- **EXERCISE DESCRIPTION**
The response should contain all of the data below, reproduced exactly, and no pictures.

- **EXERCISE MATERIAL**
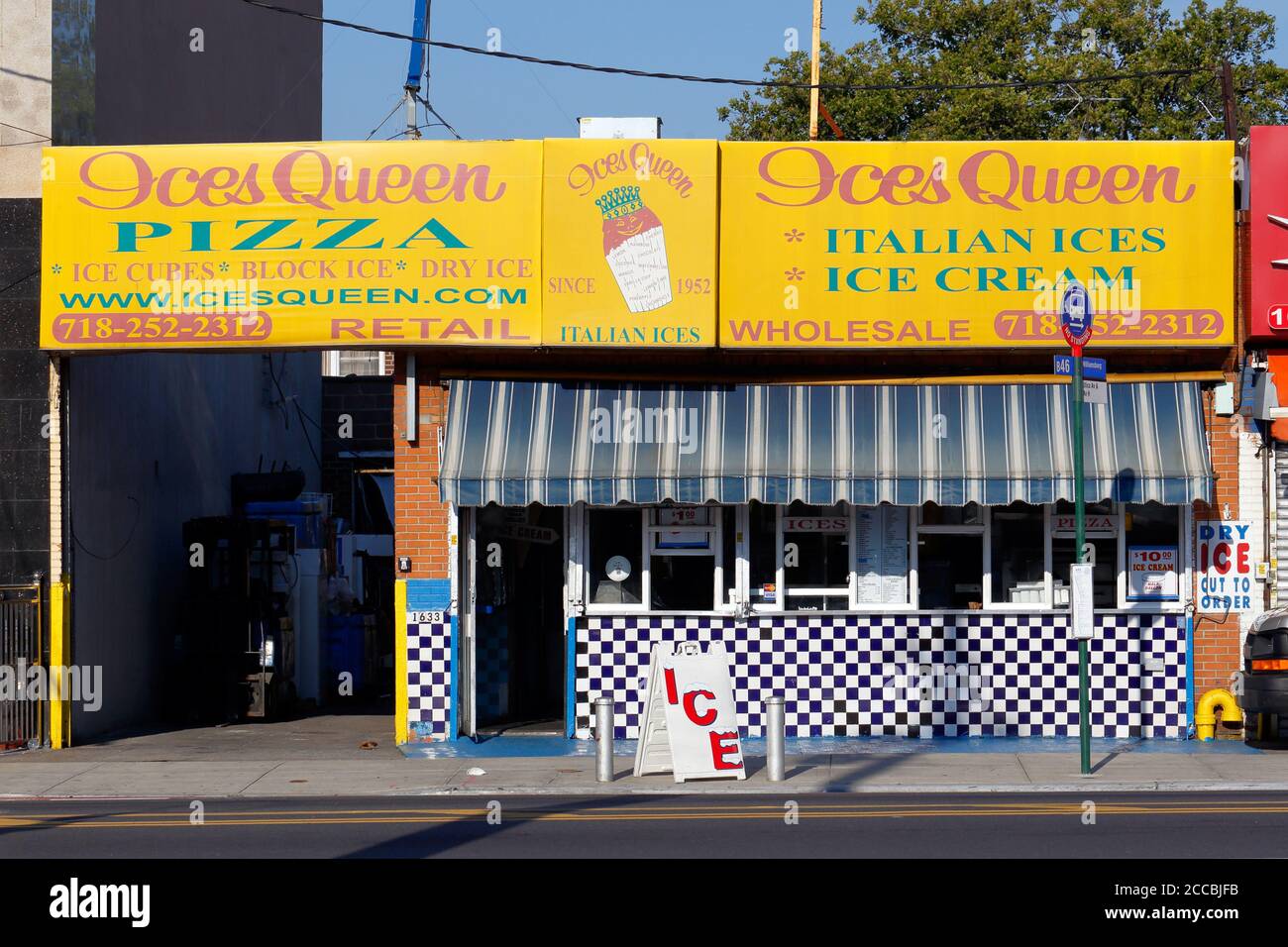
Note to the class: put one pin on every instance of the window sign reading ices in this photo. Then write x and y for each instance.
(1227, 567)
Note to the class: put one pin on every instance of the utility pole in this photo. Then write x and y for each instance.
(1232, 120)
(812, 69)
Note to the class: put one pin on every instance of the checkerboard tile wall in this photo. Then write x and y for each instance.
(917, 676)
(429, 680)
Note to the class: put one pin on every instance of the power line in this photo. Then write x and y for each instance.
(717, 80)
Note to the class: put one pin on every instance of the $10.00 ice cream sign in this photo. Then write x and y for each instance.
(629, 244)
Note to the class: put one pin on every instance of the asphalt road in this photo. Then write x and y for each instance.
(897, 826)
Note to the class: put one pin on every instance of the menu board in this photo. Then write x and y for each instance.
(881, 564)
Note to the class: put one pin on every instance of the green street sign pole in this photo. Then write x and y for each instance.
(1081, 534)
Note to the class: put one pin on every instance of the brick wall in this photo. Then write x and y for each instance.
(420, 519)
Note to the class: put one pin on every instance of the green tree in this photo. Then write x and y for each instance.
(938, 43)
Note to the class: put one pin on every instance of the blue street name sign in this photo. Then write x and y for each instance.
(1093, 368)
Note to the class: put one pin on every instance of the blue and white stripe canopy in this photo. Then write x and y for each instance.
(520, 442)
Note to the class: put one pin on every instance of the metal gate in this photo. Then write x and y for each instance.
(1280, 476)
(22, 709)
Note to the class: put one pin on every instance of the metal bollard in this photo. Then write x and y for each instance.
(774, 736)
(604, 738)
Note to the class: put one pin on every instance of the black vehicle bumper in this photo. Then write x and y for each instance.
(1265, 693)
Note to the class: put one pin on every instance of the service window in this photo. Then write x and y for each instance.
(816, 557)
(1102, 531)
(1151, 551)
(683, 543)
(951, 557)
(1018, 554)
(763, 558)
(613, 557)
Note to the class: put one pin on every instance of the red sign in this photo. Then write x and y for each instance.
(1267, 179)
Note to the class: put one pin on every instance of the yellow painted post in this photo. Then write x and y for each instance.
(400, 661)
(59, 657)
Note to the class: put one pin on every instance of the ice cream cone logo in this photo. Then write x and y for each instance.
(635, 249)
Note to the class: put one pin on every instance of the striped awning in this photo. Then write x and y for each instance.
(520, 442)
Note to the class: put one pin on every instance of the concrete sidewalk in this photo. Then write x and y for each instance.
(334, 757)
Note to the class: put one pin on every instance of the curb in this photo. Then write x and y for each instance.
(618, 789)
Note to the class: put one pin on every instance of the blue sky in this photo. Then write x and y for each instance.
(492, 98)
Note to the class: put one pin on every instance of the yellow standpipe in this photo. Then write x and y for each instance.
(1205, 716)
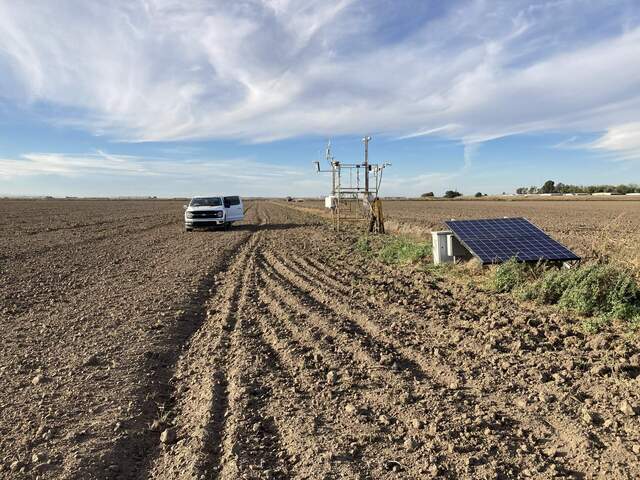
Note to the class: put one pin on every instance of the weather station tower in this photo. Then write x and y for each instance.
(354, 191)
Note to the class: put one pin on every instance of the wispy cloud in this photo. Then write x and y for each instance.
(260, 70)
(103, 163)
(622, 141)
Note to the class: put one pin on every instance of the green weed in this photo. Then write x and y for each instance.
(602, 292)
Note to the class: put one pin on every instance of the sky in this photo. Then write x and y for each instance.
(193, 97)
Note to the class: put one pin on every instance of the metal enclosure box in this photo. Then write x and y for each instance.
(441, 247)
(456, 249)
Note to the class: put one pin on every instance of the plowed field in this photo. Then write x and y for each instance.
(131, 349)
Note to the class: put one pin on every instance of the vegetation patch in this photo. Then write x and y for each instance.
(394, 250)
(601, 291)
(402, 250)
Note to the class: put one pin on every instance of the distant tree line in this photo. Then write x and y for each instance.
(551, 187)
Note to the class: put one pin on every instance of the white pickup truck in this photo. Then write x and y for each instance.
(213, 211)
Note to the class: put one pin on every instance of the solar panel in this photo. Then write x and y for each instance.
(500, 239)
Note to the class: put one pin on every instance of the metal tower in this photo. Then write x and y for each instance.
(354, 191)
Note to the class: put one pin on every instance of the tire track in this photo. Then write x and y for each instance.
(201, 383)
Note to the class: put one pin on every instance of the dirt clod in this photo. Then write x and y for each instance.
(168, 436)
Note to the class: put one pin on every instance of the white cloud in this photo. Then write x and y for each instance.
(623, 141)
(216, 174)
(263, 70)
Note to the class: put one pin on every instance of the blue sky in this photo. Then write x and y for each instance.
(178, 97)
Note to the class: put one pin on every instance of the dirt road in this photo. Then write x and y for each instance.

- **ANSWER FOR THE TASK**
Note to the class: put one pin on every instance of the window sign reading ices in this photo. Then write x and y for each instance.
(1227, 567)
Note to the class: put one pin on every instance of the utility pole in this photo. Then write x and y for each instance.
(1232, 120)
(812, 69)
Note to the class: put one pin on every instance of the checkerboard tile wall in this photo. Then write x and y for each instance.
(917, 676)
(429, 680)
Note to the class: put one pin on every instance of the power line in this photo. Then write x and y for each instance.
(717, 80)
Note to the class: put one pin on every instance of the $10.00 ice cream sign in this photo. Then write x and y for each instance.
(629, 244)
Note to the class: put one pin on every instance of the asphalt road in this photo. Then write x and y for each instance.
(897, 826)
Note to the class: put one pin on every instance of the menu board in this photo. Then write x and y for each instance.
(881, 564)
Note to the class: put one pin on every instance of the green street sign pole in this photo. Then write x and y for each instance.
(1081, 534)
Note to the class: put one pin on every instance of the brick wall in this photo. Then write x and y for each instance.
(420, 519)
Note to the class: put one pin on every instance of the green tree in this photo. Then write x and y for each instance.
(938, 43)
Note to the class: put one pin on every instance of the blue street name sign in this photo. Then write x and y for each instance.
(1093, 368)
Note to the class: put one pin on every instance of the blue and white stripe canopy in this photo. Then write x and y for each instance.
(520, 442)
Note to the class: put one pin on every instance of the metal gate in this photo. Then write x and y for each instance.
(1280, 476)
(22, 709)
Note to the class: put one pin on every instance of the metal bollard in this photo. Then write x and y for each instance.
(774, 736)
(604, 738)
Note to the class: put one pin on every instance of the black vehicle bumper in this photo. Then write x and y for each instance.
(1265, 693)
Note to the class: put one pin on every instance of the service window in this photo. Then write x and y for each instance.
(816, 557)
(1102, 531)
(1151, 551)
(683, 543)
(951, 557)
(1018, 554)
(763, 558)
(613, 557)
Note to the class: put one pin on every instance of the red sign in this photo. Then write x and y for each instance.
(1267, 179)
Note to the class: put one pin on every instance of the yellow painted post in this photo. Then write x and y for each instance.
(400, 661)
(59, 657)
Note to the class: put one pin on every instance of the ice cream cone logo in this photo. Then write x and y for each instance.
(635, 249)
Note to the class: put one pin on every instance of the striped awning in this photo. Then write x and y for each instance.
(520, 442)
Note to the class: put one pin on every instance of the concrete sidewalk in this photo. Then write x and y for each instance.
(334, 757)
Note to the class: put one pin on every instance of the curb in this photo. Then write x and y for each instance.
(618, 789)
Note to the class: put one pin on every instance of the blue sky in this photo. Then write x and y for each instance.
(492, 98)
Note to the class: put one pin on every instance of the yellow standpipe in this photo. Then write x and y for each instance.
(1205, 716)
Note to the class: put one pin on every instance of the weather station tower in this photo. Then write x and y for each instance.
(354, 191)
Note to the class: put one pin on every instance of the wispy cloud in this photo. Then write x and y for each instance.
(260, 70)
(103, 163)
(622, 141)
Note to the class: put one pin on every instance of the green weed in this photo. Then write x and y for each instance.
(602, 292)
Note to the class: put one pin on every instance of the sky in this photo. Then write x and y for each instance.
(193, 97)
Note to the class: put one pin on every instance of the metal enclosure box in this photo. Then write x and y for each instance.
(441, 247)
(456, 249)
Note to the class: put one pin on every instance of the plowed field in this photo. Then write x and y for each instance.
(131, 349)
Note to the class: put one pin on every instance of the vegetation patch in this photo. Then write x and y for each instance.
(394, 250)
(601, 291)
(402, 250)
Note to the class: put one pin on every instance of the distant tree line in this photo. Then write x and y for each instance.
(551, 187)
Note to the class: put one pin on every instance of the white pickup truck in this photo. Then write x and y for each instance.
(213, 211)
Note to the class: put one pin on every instance of the solar panel in this photo. Then write x and y for each instance.
(500, 239)
Note to the class: put one pin on every instance of the metal tower in this photo. Then write x and y for each instance.
(354, 191)
Note to the class: put one pin on every instance of the tire track in this photo. Then write x and y for each instance.
(201, 383)
Note to the class: put one pin on every instance of the dirt clod in this photo. Then write x and y for each instance.
(168, 436)
Note to the class: put one pin on every instance of the white cloud in this photo. Then write x and y for each instance.
(623, 141)
(216, 174)
(263, 70)
Note to the class: put one pin on every instance of the blue sky in this photo. Then write x and y for each instance.
(178, 97)
Note to the class: put one pin on every instance of the dirt road in this photo. Then write x and y for each instance.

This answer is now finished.